::: The input :::

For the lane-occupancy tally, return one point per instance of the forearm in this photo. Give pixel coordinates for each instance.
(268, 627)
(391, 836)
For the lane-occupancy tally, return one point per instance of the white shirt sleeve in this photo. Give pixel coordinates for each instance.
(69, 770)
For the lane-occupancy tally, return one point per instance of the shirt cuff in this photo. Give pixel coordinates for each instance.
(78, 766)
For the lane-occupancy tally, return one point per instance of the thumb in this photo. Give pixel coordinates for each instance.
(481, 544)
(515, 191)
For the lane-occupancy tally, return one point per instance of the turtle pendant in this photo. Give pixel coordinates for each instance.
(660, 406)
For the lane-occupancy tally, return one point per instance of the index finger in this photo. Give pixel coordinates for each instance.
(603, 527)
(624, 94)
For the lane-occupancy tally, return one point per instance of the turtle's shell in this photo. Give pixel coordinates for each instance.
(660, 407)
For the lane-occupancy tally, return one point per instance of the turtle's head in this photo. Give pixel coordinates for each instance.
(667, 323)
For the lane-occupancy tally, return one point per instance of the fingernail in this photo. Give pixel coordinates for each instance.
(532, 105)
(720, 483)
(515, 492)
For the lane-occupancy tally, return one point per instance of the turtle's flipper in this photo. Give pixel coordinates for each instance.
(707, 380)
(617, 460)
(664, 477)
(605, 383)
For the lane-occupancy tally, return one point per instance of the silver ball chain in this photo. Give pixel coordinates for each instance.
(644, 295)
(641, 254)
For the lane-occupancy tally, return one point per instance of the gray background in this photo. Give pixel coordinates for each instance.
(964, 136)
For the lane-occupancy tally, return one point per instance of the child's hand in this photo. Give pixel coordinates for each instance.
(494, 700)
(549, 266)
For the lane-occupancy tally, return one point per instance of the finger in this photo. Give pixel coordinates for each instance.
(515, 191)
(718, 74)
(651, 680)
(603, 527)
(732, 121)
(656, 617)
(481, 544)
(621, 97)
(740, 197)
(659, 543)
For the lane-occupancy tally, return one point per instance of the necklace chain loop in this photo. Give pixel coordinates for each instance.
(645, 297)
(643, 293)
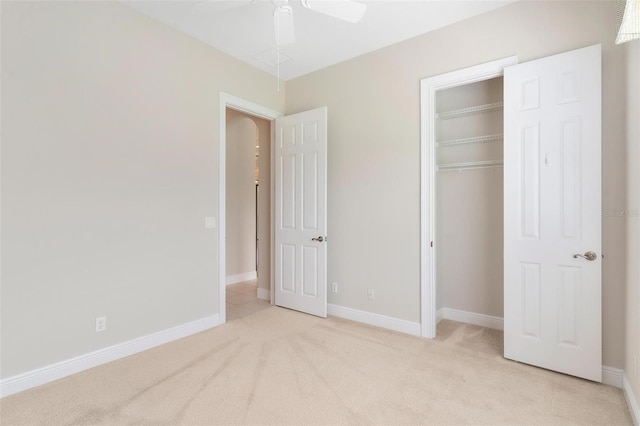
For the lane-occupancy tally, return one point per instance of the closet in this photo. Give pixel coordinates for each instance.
(468, 186)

:::

• _What you will do_
Starting with the line that contains "of the closet" and going on through the end of the records, write out those lines again, requests included, with every coordinate in the answers shifted by -35.

• _Exercise output_
For the lane-occupancy tally, return one point per instance of the closet in this photo. Give pixel coordinates for each instance.
(433, 151)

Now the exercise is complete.